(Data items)
:::

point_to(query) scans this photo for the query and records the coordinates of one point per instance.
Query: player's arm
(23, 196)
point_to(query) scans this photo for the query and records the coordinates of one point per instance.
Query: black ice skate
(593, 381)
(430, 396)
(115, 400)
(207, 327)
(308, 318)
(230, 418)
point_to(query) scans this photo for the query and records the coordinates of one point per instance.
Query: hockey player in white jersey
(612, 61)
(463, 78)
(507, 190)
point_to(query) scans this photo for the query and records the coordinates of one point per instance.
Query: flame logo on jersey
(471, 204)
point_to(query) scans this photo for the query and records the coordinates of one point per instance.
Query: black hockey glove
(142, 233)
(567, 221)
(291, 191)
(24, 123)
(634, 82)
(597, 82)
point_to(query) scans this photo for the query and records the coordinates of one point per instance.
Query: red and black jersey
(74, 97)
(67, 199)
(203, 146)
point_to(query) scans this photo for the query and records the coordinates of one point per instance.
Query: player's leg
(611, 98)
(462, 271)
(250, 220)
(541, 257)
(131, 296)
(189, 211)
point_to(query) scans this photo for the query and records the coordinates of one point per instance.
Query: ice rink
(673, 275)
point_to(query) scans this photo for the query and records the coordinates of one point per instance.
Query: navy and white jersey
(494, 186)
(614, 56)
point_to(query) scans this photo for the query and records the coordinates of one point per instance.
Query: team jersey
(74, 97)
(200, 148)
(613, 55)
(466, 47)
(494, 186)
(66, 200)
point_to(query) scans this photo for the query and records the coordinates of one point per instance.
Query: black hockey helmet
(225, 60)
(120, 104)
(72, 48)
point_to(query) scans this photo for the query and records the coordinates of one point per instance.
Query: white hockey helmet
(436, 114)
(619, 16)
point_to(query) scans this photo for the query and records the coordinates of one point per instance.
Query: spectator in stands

:::

▶ [Work instructions] What is needed is an exact copy of the lines from the one containing "Query: white hockey helmet" through the final line of the data, both included, and nothing more.

▶ [Answer for the task]
Query: white hockey helmet
(436, 114)
(619, 16)
point_to(query) scans this photo for the query and records the coordinates of one point per instance.
Query: spectator in stands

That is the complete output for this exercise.